= Given task =
Which lines of the data below contain the word "body"? Show each of them in full.

= Data provided =
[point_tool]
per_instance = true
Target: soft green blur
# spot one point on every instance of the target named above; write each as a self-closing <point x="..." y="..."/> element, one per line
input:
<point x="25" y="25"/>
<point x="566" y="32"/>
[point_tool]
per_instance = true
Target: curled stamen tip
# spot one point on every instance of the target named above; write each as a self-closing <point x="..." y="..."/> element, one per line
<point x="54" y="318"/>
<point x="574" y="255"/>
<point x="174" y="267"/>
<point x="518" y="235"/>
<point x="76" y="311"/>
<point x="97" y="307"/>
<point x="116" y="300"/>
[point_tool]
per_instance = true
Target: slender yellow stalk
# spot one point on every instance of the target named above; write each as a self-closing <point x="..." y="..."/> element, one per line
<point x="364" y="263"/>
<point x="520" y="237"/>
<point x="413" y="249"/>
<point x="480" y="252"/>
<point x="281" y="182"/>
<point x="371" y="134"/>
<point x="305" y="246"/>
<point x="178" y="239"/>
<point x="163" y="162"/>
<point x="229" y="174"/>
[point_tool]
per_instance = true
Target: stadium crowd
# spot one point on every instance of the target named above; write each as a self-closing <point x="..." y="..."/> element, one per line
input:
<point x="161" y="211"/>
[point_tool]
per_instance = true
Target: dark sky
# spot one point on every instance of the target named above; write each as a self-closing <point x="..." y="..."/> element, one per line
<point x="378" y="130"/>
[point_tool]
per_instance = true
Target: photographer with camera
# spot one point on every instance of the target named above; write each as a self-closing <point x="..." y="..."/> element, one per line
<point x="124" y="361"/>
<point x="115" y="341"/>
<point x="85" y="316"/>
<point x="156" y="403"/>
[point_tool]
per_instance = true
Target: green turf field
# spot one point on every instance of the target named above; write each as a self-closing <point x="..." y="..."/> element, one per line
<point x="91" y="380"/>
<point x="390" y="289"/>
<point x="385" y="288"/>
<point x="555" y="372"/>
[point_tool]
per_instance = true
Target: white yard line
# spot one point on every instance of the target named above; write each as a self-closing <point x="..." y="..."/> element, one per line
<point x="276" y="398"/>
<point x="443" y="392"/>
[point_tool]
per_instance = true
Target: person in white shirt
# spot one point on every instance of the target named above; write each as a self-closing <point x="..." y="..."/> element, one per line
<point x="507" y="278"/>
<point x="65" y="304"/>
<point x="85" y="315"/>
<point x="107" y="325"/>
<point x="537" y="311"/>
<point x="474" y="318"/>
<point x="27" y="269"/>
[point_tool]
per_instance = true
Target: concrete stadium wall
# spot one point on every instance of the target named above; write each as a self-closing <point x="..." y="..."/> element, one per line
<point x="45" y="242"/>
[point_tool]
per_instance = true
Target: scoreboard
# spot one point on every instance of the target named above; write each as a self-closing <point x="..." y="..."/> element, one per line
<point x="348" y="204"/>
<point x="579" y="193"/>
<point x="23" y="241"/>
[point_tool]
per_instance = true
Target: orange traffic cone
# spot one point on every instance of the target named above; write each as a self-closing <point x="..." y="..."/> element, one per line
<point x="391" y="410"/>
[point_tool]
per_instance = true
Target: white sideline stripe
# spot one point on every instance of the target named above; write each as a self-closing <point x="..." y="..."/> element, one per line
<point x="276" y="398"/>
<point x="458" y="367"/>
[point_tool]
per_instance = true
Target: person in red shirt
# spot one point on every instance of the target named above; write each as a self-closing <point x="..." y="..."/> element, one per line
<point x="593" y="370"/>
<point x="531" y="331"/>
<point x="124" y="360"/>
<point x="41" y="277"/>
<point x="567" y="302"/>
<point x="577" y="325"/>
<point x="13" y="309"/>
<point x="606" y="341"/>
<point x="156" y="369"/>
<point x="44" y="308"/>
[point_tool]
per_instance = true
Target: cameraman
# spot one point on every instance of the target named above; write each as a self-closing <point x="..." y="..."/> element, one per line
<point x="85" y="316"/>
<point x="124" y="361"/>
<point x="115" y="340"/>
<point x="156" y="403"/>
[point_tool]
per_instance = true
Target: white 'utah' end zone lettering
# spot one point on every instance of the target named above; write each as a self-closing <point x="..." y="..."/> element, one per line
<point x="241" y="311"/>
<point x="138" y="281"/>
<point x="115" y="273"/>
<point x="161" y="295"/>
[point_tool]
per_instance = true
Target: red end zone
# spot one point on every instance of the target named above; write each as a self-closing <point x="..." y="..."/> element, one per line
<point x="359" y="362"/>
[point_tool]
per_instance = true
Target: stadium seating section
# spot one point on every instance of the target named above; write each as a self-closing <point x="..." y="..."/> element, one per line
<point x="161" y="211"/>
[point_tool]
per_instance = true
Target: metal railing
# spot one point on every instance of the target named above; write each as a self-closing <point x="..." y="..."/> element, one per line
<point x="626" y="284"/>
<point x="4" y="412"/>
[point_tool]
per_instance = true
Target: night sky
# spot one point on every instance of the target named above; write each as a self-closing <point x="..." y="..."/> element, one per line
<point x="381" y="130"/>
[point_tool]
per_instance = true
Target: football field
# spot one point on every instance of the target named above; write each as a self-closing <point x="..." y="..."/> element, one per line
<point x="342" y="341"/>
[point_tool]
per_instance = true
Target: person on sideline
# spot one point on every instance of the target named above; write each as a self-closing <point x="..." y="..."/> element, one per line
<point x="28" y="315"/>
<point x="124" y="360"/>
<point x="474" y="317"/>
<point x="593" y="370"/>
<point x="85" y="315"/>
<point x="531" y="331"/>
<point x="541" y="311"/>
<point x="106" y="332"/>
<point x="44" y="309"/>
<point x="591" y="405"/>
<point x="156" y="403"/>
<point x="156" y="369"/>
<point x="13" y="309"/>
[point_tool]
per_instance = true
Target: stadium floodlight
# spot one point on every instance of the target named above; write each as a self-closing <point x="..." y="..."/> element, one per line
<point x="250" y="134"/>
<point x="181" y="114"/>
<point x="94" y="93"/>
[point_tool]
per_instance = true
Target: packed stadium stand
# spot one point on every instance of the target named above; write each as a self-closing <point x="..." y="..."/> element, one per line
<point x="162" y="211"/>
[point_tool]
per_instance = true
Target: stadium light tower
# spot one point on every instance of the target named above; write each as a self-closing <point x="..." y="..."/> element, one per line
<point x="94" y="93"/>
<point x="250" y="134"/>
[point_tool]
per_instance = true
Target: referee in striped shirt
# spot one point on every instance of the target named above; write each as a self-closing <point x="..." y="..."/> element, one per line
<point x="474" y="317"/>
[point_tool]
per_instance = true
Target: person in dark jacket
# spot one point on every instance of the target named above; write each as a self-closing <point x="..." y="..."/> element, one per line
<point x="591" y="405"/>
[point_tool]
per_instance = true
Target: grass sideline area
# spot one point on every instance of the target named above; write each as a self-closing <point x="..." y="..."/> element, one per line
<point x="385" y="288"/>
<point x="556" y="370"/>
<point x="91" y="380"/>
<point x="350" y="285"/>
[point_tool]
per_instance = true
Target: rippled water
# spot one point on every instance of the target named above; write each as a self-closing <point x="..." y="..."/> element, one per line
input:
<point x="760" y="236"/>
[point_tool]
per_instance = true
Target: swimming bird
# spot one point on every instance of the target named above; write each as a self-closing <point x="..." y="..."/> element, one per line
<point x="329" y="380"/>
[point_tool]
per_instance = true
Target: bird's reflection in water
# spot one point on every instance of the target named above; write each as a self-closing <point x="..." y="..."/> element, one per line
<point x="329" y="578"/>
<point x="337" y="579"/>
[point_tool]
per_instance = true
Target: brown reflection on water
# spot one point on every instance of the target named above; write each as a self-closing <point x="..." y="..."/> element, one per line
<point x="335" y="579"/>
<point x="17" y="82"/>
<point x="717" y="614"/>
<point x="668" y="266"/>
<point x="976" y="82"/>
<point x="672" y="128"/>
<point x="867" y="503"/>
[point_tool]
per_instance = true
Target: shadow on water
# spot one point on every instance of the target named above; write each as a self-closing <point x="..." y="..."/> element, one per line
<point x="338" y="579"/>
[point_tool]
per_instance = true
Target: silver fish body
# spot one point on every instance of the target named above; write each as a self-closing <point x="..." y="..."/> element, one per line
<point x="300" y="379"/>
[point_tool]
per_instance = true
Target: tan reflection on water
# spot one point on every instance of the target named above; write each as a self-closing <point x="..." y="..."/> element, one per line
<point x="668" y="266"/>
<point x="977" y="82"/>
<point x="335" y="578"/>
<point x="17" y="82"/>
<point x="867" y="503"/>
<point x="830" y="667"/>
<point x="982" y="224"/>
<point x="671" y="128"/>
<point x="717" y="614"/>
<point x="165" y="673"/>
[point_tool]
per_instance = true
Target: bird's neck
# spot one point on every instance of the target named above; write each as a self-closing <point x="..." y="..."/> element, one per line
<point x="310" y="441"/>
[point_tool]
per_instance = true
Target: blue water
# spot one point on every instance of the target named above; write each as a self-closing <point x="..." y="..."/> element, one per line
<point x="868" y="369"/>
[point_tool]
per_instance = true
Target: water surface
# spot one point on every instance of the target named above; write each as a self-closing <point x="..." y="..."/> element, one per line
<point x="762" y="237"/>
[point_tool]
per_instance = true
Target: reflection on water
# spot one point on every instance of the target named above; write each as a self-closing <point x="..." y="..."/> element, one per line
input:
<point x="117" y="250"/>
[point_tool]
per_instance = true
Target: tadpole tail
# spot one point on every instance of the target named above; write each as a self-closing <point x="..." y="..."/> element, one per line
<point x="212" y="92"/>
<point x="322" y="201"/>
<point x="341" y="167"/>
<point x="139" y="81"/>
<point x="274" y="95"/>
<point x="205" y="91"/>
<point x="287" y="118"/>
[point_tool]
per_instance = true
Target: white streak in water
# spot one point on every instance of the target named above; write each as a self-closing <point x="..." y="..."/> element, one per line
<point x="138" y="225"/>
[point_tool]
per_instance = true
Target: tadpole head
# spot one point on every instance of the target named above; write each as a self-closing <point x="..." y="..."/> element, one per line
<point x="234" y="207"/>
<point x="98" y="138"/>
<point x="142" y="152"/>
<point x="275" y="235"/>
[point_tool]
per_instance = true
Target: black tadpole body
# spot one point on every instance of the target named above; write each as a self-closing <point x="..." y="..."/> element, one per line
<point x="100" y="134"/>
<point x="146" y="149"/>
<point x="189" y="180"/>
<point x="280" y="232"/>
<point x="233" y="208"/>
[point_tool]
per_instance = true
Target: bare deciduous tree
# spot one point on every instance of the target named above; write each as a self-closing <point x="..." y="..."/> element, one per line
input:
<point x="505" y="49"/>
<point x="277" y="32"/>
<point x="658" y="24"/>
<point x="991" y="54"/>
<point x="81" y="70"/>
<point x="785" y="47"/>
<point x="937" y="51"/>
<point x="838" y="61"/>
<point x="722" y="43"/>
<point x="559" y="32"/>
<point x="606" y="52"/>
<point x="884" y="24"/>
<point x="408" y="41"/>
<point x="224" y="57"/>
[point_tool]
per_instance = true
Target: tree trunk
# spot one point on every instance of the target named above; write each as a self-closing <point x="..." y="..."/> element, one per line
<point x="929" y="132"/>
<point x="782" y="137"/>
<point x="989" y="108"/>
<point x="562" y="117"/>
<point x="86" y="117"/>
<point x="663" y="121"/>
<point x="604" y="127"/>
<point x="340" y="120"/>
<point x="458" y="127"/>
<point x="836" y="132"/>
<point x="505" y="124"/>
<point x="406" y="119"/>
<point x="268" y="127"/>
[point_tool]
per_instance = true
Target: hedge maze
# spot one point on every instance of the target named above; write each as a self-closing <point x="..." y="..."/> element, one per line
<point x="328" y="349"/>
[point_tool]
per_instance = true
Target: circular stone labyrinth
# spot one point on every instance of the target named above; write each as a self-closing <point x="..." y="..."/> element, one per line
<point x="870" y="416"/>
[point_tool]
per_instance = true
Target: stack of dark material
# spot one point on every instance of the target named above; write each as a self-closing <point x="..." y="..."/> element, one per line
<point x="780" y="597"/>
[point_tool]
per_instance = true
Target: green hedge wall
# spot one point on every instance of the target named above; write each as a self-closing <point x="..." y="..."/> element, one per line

= Completed exercise =
Target: silver fish body
Target: black tadpole body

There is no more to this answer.